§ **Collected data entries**
━━━━━━━━━━━━━━━━━━━━━━━━━━━━━━

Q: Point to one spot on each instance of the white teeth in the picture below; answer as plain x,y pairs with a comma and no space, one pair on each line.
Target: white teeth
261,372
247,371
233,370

━━━━━━━━━━━━━━━━━━━━━━━━━━━━━━

§ **Work request**
Transcribe every entry word for word.

§ **Result of this exercise**
Q: Point to one spot on each instance of the white teeth in the picture below; answer as plain x,y pairs with a comma and no space, one pair on each line.
Target: white teeth
261,372
247,371
233,370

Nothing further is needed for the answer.